= WHAT THE TASK ASKS =
Each record below needs to be copied out exactly as it stands.

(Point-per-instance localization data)
╭──

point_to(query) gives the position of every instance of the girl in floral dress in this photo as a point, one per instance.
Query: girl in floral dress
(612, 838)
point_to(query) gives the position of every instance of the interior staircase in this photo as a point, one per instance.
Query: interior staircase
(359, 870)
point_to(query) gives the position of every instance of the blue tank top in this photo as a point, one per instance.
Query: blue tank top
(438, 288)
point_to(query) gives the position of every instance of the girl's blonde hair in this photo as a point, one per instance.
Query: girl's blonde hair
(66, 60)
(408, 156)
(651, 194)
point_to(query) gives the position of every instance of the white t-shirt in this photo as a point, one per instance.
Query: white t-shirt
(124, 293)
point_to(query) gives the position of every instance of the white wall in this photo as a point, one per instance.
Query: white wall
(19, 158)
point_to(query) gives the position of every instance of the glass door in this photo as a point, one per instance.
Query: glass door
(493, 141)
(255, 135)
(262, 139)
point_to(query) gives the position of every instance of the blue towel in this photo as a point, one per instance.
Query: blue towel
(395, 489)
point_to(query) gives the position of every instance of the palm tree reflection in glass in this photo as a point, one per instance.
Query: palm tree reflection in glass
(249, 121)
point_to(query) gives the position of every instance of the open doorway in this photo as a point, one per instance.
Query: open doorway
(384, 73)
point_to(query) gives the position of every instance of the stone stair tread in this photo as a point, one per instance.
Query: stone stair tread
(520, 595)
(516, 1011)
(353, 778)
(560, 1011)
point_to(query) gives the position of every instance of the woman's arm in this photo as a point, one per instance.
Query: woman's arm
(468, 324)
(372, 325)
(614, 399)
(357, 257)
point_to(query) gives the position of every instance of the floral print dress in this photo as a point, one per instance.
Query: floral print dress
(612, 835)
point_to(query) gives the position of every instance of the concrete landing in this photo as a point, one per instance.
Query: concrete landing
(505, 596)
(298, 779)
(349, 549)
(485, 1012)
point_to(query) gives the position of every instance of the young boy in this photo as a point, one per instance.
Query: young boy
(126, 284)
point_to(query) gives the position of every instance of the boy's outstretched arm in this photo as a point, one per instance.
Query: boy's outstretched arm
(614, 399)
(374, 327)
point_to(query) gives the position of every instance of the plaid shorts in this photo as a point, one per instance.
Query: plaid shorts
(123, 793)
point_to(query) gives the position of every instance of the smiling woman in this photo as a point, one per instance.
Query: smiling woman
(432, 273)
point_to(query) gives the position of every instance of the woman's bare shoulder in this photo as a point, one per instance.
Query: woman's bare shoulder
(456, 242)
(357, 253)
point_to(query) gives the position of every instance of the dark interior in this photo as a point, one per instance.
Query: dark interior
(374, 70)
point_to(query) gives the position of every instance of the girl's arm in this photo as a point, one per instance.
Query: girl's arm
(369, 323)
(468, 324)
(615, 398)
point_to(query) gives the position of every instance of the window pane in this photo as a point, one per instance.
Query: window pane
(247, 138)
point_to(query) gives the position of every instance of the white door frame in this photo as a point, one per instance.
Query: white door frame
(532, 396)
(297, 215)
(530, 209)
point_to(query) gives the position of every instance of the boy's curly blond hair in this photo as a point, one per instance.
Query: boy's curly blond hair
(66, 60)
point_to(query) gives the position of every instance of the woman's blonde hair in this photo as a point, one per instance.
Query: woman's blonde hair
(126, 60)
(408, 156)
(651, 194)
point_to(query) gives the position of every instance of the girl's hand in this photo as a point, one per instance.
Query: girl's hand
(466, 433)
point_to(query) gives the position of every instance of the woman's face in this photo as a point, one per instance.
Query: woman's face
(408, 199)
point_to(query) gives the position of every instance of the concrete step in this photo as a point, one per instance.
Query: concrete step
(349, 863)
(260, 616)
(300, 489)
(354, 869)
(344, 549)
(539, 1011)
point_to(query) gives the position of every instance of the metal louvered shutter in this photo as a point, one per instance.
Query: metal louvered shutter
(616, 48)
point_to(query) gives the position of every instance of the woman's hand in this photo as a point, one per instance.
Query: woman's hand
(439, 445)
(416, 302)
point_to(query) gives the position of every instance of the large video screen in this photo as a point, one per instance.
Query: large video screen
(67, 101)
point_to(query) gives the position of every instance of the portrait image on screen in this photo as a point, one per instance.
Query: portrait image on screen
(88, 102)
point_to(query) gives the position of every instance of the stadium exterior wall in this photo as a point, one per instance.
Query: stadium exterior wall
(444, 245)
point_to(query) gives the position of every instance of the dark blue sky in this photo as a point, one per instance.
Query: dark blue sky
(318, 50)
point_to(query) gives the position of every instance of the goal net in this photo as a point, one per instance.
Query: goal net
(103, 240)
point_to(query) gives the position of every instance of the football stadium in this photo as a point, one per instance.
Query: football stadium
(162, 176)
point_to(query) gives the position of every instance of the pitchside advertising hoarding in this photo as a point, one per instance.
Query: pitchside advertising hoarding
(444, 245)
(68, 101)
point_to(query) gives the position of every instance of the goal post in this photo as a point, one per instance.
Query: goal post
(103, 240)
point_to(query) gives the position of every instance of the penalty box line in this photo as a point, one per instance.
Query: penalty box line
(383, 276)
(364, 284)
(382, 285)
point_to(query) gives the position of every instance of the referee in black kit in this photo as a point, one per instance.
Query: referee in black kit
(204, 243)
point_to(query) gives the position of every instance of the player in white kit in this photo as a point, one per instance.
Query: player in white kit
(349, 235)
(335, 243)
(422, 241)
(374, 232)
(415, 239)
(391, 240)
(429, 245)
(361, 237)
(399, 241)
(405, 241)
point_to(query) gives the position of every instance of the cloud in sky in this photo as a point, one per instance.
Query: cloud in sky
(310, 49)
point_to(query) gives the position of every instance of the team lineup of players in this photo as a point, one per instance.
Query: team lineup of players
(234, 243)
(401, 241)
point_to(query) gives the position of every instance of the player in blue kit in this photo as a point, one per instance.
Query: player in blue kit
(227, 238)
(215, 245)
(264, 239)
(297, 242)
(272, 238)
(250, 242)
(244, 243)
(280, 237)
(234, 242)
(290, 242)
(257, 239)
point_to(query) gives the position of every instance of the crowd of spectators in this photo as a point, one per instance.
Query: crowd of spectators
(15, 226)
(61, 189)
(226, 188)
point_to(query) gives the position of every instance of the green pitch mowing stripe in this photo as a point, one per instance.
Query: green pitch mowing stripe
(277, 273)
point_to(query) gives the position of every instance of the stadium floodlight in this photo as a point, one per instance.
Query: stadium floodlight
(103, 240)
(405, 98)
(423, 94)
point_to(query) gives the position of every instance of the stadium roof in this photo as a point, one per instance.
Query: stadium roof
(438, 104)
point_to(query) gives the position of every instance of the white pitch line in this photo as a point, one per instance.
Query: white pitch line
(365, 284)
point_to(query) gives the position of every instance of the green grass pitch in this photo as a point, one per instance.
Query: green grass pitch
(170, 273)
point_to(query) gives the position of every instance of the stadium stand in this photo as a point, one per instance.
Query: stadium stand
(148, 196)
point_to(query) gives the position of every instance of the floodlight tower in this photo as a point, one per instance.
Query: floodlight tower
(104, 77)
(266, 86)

╰──

= SOLUTION TO THIS PROBLEM =
point_to(query) gives the position of every instance of the girl in floral dress in this photo as a point, one per instance.
Query: girl in floral dress
(612, 838)
point_to(query) gives the position of every instance of the interior staircase in this photo as a point, one per instance.
Query: interior staircase
(359, 870)
point_to(query) gives the position of every instance of the blue tank top in this photo as a point, one per instance.
Query: blue tank top
(438, 288)
point_to(query) gives the position of every instance of the girl's blonde hair in this photo as a point, one per instance.
Query: girl's blonde hair
(66, 60)
(408, 156)
(651, 194)
point_to(query) gives the position of every instance of the white t-shirt in this photo as a point, one per instance.
Query: white t-shirt
(124, 293)
point_to(query) gives the position of every instance of the white wall in this photo as a point, one per instance.
Query: white wall
(19, 158)
point_to(query) gives the position of every instance of the glass door in this photo as a point, one per instance.
Query: glass door
(493, 141)
(255, 135)
(262, 139)
point_to(query) gives the position of every instance of the blue towel in this photo as a point, one per instance.
Query: blue towel
(395, 489)
point_to(query) gives the position of every instance of the palm tree reflection in glass in this photo as a point, one per instance.
Query: palm tree reflection in glass
(249, 121)
point_to(query) gives the position of every instance of the open doorway in this photo as a point, one per instance.
Query: open doorway
(384, 73)
point_to(query) gives the position of every instance of the stone stair tread in this photo as a point, one per instance.
Query: stone stair tread
(520, 595)
(516, 1011)
(353, 778)
(560, 1011)
point_to(query) gives the position of every instance of the woman's arm in this photo as a point, one per instance.
Query: woman's arm
(468, 324)
(372, 325)
(614, 399)
(357, 257)
point_to(query) gives the position of every instance of the floral print dress in this photo as a point, one per instance.
Query: floral print dress
(612, 835)
point_to(query) gives the position of every instance of the concrete landing in this photo as a point, one per instance.
Query: concrete landing
(505, 596)
(298, 779)
(349, 549)
(485, 1012)
point_to(query) gives the position of every instance of the young boy in this photo as a point, one per instance.
Query: young boy
(126, 284)
point_to(query) gives the position of every instance of the boy's outstretched arm in this photo as a point, one per instance.
Query: boy's outstretched arm
(614, 399)
(374, 327)
point_to(query) gives the position of every instance of the plaid shorts in this photo as a point, one per instance.
Query: plaid shorts
(123, 793)
point_to(query) gives the position of every instance of the smiling woman in this photo as a point, one per instance.
Query: smiling woman
(432, 273)
point_to(query) gives the position of every instance of the woman's bare shoulder in this photo as a point, one per instance.
Query: woman's bare shoulder
(456, 242)
(357, 253)
point_to(query) gives the position of every instance of the dark interior in this photo as a point, one per instance.
Query: dark interior
(374, 70)
point_to(query) gives the position of every instance of the girl's arm in this photo as a point, one per instance.
Query: girl's arm
(369, 323)
(468, 324)
(615, 398)
point_to(query) gives the position of every instance of the window pane in this photo as a point, one per instance.
Query: window pane
(247, 138)
point_to(query) gives the position of every instance of the white door frame in this photo as a point, one per instance.
Query: white door frame
(532, 396)
(297, 215)
(530, 209)
point_to(query) gives the position of every instance of the boy's curly blond hair in this photo as a point, one per instance.
Query: boy's curly blond hair
(66, 60)
point_to(query) gives the position of every instance of the woman's blonde hair in this photo as a point, one per instance.
Query: woman's blonde hair
(126, 60)
(408, 156)
(651, 194)
point_to(query) gives the position of every instance of the girl's hand in this photo as a point, one per instance.
Query: girl's hand
(466, 433)
point_to(query) gives the position of every instance of the woman's face in this photo as a point, one per instance.
Query: woman's face
(408, 199)
point_to(query) gives the position of every instance of the concrete step in this photo as a point, one per instance.
Query: concrete step
(349, 863)
(260, 616)
(300, 489)
(354, 869)
(344, 549)
(539, 1011)
point_to(query) gives the position of every instance of the metal louvered shutter in this photo as a point, one per instance.
Query: metal louvered shutter
(616, 48)
point_to(query) gives the position of every instance of the woman's hand in this photo as a point, one per instance.
Query: woman's hand
(439, 445)
(416, 302)
point_to(query) gives the position of every instance of the large video screen in this photo as a point, one per instance.
Query: large video screen
(67, 101)
point_to(query) gives the position of every instance of the portrait image on screen in this photo as a point, one per instance.
Query: portrait image on screen
(88, 102)
point_to(query) gives the position of every instance of the stadium exterior wall in this photo as a point, one per instance.
Query: stadium exterior wall
(444, 245)
point_to(query) gives the position of every instance of the dark blue sky in this photo as a point, one per instance.
Query: dark blue sky
(318, 50)
point_to(query) gives the position of every instance of the goal net in this photo as a point, one per instance.
Query: goal net
(103, 240)
point_to(query) gives the position of every instance of the football stadium in this photo as a point, one per instance.
Query: football stadium
(162, 176)
point_to(query) gives the position of every instance of the pitchside advertising hoarding in this photo as a point, one per instance.
Query: pitchside advertising hoarding
(444, 245)
(68, 101)
point_to(query) gives the position of every instance of the goal post in this photo as a point, one per instance.
Query: goal post
(103, 240)
point_to(query) gives the position of every instance of the penalty box line in this photo as a point, one per instance.
Query: penalty box line
(383, 276)
(364, 284)
(382, 285)
point_to(query) gives the position of every instance of the referee in black kit in this photo as a point, one per instance.
Query: referee in black kit
(204, 243)
point_to(query) gives the position of every instance of the player in white kit in this photo as a point, one per instance.
Query: player in white kit
(349, 235)
(335, 243)
(422, 241)
(374, 232)
(415, 239)
(391, 240)
(429, 245)
(361, 237)
(399, 241)
(405, 241)
point_to(query) gives the position of every instance of the cloud in sky in this photo as a point, one per instance.
Query: cloud in sky
(310, 49)
point_to(query) gives the position of every instance of the team lineup of players in this photo as a point, one per instance.
Query: team lineup of players
(234, 243)
(401, 241)
point_to(query) gives the position of every instance of the player in blue kit in this photo as a point, one per instance.
Query: player in blue kit
(227, 238)
(215, 245)
(264, 239)
(297, 242)
(272, 238)
(250, 242)
(244, 243)
(280, 237)
(234, 242)
(290, 242)
(257, 239)
point_to(query) gives the position of every instance of the crowd of spectators in this photo as a point, one per instance.
Query: crowd of spectators
(15, 226)
(61, 189)
(226, 188)
point_to(query) gives the position of every instance of the green pitch mowing stripe in this photo as a point, one per instance.
Query: green pitch mowing stripe
(277, 273)
point_to(query) gives the position of every instance of the stadium floodlight in this photo as a point, one per instance.
Query: stadium floodlight
(103, 240)
(405, 98)
(423, 94)
point_to(query) gives the position of every instance of the stadium roof in this photo as a point, one per instance.
Query: stadium roof
(438, 104)
point_to(query) gives the position of every instance of the white pitch line in this photo as a point, one per instance.
Query: white pitch line
(365, 284)
point_to(query) gives the position of every instance of the green grass pitch in this photo as a point, one per instance.
Query: green grass pitch
(170, 273)
point_to(query) gives the position of every instance of the stadium stand in this photo as a point, one per instance.
Query: stadium stand
(148, 196)
point_to(query) gives the position of every instance of the floodlight tower in this photo as a point, one per instance.
Query: floodlight tower
(104, 77)
(266, 86)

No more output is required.